What to work on: Can you set out every line of the items below as a numbered list, skipping blank lines and leaving the pictures out?

--- begin Items ---

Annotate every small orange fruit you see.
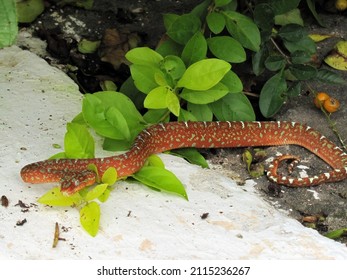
[313,92,330,109]
[323,97,340,113]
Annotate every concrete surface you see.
[0,47,347,259]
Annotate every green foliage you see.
[0,0,18,49]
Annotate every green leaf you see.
[181,31,207,66]
[166,14,201,45]
[177,58,231,90]
[316,69,347,85]
[144,86,171,109]
[207,36,246,63]
[210,92,255,121]
[275,9,304,26]
[125,47,163,66]
[101,167,117,186]
[0,0,18,49]
[259,71,287,118]
[180,83,229,104]
[84,184,108,201]
[160,55,186,81]
[206,12,225,34]
[37,187,83,206]
[166,90,181,117]
[223,11,260,51]
[289,64,317,81]
[80,201,100,237]
[269,0,301,15]
[264,55,286,71]
[171,148,208,168]
[64,123,94,158]
[132,166,188,200]
[130,64,161,94]
[187,102,213,122]
[82,91,144,141]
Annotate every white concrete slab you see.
[0,47,347,259]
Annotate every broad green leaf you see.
[82,91,144,141]
[223,11,260,52]
[275,9,304,26]
[132,166,188,200]
[259,72,287,118]
[177,58,231,90]
[37,187,83,206]
[144,86,171,109]
[209,92,255,121]
[181,31,207,66]
[166,90,181,117]
[178,108,198,122]
[221,70,243,93]
[84,184,108,201]
[0,0,18,49]
[289,64,317,81]
[146,155,165,168]
[130,64,160,94]
[125,47,163,66]
[101,167,117,186]
[171,148,208,168]
[264,55,286,71]
[180,83,229,104]
[166,14,201,45]
[206,12,225,34]
[187,102,213,122]
[207,36,246,63]
[64,123,94,158]
[80,201,100,237]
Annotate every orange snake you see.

--- end Items ---

Problem solution:
1. Annotate every small orange fruit you see.
2. [313,92,330,109]
3. [323,97,340,113]
4. Annotate every concrete surface you see.
5. [0,47,347,259]
6. Annotate every green foliage you see.
7. [0,0,18,49]
8. Annotate every green leaf you see.
9. [181,31,207,66]
10. [166,14,201,45]
11. [177,58,231,90]
12. [316,69,347,85]
13. [144,86,171,109]
14. [207,36,246,63]
15. [210,92,255,121]
16. [275,9,304,26]
17. [125,47,163,66]
18. [101,167,117,186]
19. [0,0,18,49]
20. [259,71,287,118]
21. [180,83,229,104]
22. [84,184,108,201]
23. [160,55,186,81]
24. [206,12,225,34]
25. [37,187,83,206]
26. [166,90,181,117]
27. [223,11,260,51]
28. [289,64,317,81]
29. [80,201,100,237]
30. [269,0,301,15]
31. [264,55,286,71]
32. [171,148,208,168]
33. [64,123,94,158]
34. [132,166,188,200]
35. [130,64,161,94]
36. [187,102,213,122]
37. [82,91,144,141]
38. Annotate every white concrete slab you see.
39. [0,47,347,259]
40. Annotate every broad green leaf you see.
41. [82,91,144,141]
42. [223,11,260,52]
43. [275,9,304,26]
44. [132,166,188,200]
45. [259,72,287,118]
46. [177,58,231,90]
47. [37,187,83,206]
48. [144,86,171,109]
49. [209,92,255,121]
50. [181,31,207,66]
51. [166,90,181,117]
52. [178,108,198,122]
53. [221,70,243,93]
54. [84,184,108,201]
55. [0,0,18,49]
56. [289,64,317,81]
57. [146,155,165,168]
58. [130,64,160,94]
59. [125,47,163,66]
60. [101,167,117,186]
61. [171,148,208,168]
62. [264,55,286,71]
63. [180,83,229,104]
64. [166,14,201,45]
65. [206,12,225,34]
66. [187,102,213,122]
67. [207,36,246,63]
68. [64,123,94,158]
69. [80,201,100,237]
70. Annotate every orange snake you see.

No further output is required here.